----- SUPPLIED RECORDS -----

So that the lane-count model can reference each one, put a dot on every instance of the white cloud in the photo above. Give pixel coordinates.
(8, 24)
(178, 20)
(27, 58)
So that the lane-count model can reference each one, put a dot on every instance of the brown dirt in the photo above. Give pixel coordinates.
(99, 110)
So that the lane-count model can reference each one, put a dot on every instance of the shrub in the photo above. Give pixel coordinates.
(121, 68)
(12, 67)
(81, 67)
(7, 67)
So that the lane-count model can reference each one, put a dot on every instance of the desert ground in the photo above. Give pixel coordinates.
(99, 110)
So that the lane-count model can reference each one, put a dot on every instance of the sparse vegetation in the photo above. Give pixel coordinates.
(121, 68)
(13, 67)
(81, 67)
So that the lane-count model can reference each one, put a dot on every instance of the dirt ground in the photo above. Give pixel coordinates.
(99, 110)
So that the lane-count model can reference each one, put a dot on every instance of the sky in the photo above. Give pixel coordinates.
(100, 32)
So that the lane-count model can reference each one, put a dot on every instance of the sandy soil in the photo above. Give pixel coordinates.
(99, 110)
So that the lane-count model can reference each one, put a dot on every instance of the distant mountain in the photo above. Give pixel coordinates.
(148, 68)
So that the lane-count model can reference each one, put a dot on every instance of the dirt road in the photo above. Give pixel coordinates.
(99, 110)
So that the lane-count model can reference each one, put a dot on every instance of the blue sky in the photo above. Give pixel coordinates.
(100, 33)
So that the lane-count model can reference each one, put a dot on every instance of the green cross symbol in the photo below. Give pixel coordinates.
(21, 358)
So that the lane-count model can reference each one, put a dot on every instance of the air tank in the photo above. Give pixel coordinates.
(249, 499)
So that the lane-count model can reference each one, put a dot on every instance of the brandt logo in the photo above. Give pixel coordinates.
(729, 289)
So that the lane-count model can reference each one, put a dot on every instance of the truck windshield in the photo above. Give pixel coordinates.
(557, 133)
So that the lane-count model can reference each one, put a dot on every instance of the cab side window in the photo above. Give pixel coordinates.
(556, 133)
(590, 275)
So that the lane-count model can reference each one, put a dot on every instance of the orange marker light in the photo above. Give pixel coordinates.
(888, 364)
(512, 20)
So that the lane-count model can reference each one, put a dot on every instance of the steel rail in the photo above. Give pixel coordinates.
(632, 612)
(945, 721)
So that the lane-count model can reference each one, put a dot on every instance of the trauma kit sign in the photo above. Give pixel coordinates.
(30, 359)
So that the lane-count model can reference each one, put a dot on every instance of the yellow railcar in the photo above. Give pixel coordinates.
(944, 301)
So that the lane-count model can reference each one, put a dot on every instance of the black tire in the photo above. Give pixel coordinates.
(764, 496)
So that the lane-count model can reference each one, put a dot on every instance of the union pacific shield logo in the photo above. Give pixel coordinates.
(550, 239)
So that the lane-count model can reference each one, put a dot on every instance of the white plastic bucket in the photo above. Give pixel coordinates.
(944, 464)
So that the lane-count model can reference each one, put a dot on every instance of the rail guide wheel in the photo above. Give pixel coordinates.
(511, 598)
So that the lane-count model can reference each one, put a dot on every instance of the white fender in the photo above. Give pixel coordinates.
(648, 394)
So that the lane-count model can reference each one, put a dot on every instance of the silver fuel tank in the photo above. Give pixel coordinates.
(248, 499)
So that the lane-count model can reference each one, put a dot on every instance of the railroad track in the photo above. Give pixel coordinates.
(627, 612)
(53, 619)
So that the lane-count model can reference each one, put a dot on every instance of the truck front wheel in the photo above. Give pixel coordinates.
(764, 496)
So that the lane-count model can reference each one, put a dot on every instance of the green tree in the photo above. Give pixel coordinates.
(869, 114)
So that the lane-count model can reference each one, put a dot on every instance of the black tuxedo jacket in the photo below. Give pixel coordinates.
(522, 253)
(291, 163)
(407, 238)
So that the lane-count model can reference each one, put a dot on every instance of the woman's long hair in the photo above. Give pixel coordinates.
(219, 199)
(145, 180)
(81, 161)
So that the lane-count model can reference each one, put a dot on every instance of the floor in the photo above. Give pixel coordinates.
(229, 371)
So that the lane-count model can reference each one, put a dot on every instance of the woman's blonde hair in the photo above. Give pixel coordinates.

-----

» **EXERCISE AIM**
Repeat the records above exactly.

» **TASK OUTPUT**
So that the lane-count model can reference each one, put a dot on every instance of the white cloud in the photo above. Give pixel coordinates.
(8, 24)
(178, 20)
(27, 58)
So that the lane-count model can reference each one, put a dot on every instance of the brown dirt in the photo above. Give pixel coordinates.
(99, 110)
So that the lane-count model can reference each one, put a dot on every instance of the shrub in the photo above. Give pixel coordinates.
(121, 68)
(12, 67)
(81, 67)
(7, 67)
So that the lane-count model can reference each one, put a dot on every instance of the desert ground in the photo above. Give pixel coordinates.
(99, 110)
So that the lane-count model can reference each one, put a dot on every instance of the sparse vegetation in the photo above. Give pixel coordinates.
(121, 68)
(13, 67)
(81, 67)
So that the lane-count model can reference each one, put a dot on every instance of the dirt ground in the photo above. Give pixel coordinates.
(99, 110)
So that the lane-count model can reference each one, put a dot on every instance of the sky in the photo above. Give pixel coordinates.
(100, 32)
So that the lane-count model can reference each one, put a dot on every instance of the sandy soil in the photo above. Give pixel coordinates.
(99, 110)
So that the lane-count model can reference each one, put a dot on every instance of the distant mountain in the photo above. Give pixel coordinates.
(148, 68)
So that the lane-count model can reference each one, put a dot on every instance of the dirt road in the photo above. Give pixel coordinates.
(99, 110)
So that the lane-count model can reference each one, put a dot on every instance of the blue sky in the photo above. Give pixel coordinates.
(100, 33)
So that the lane-count model can reference each one, put a dot on every instance of the green cross symbol in the photo below. Give pixel coordinates.
(21, 358)
So that the lane-count model can reference each one, put a dot on every instance of the air tank in the photo above. Give pixel coordinates.
(249, 499)
So that the lane-count model can reference each one, put a dot on every instance of the brandt logo in the photo above. Give pixel coordinates.
(729, 289)
So that the lane-count model can reference each one, put a dot on every instance of the truck windshield in the photo above. Give pixel coordinates.
(557, 133)
So that the lane-count model can reference each one, put a dot on every instance of the cab side window in the photo above. Give pixel coordinates.
(556, 133)
(590, 275)
So that the lane-count model can reference each one, put a dot on every instance of the orange marker light in the photo above. Give pixel coordinates.
(888, 364)
(512, 20)
So that the lane-count model can reference each one, put a dot on every instance of the steel rail in the photo above. Give pixel coordinates.
(632, 612)
(945, 721)
So that the lane-count model can reference each one, put a dot on every instance of the trauma kit sign in the photo above. Give pixel coordinates.
(30, 359)
So that the lane-count model can reference each one, put a dot on every instance of the yellow railcar in the photo above. Give pixel coordinates.
(944, 301)
So that the lane-count model can reference each one, put a dot on every instance of the black tire in the photo above. Give pixel coordinates.
(764, 496)
So that the lane-count model can reference each one, put a dot on every instance of the union pacific shield logo in the photo above. Give pixel coordinates.
(550, 239)
So that the lane-count model can reference each one, put a dot on every instance of the white plastic bucket in the photo above. Give pixel coordinates.
(944, 464)
So that the lane-count model can reference each one, put a dot on every instance of the rail guide wheel in the photo above. Give pixel coordinates.
(511, 598)
So that the lane-count model can reference each one, put a dot on every instance of the white fender in the photo above. Give pixel coordinates.
(648, 394)
So that the lane-count model can reference each one, put a dot on every instance of the silver fuel tank in the photo above. Give pixel coordinates.
(248, 499)
So that the lane-count model can reference each one, put a dot on every instance of the railroad track in the photo above. Give pixel coordinates.
(627, 612)
(53, 619)
So that the lane-count model can reference each one, put a dot on every instance of the truck front wheel in the photo above. Give pixel coordinates.
(764, 496)
So that the lane-count model can reference each one, put a dot on every instance of the green tree in the photo above. Give pixel coordinates.
(869, 114)
So that the lane-count model can reference each one, put a dot on every instance of the black tuxedo jacket in the photo below. Give pixel coordinates.
(522, 253)
(291, 163)
(407, 238)
So that the lane-count model can reference each one, put a dot on every instance of the woman's long hair in the photo above. Give pixel coordinates.
(219, 199)
(145, 180)
(81, 161)
So that the lane-count model can reference each one, put a dot on every instance of the floor in the photo above. Give pixel coordinates.
(229, 371)
So that the lane-count model can reference each one, put a dot on every instance of the woman's blonde hair in the photo above. Give pixel coordinates.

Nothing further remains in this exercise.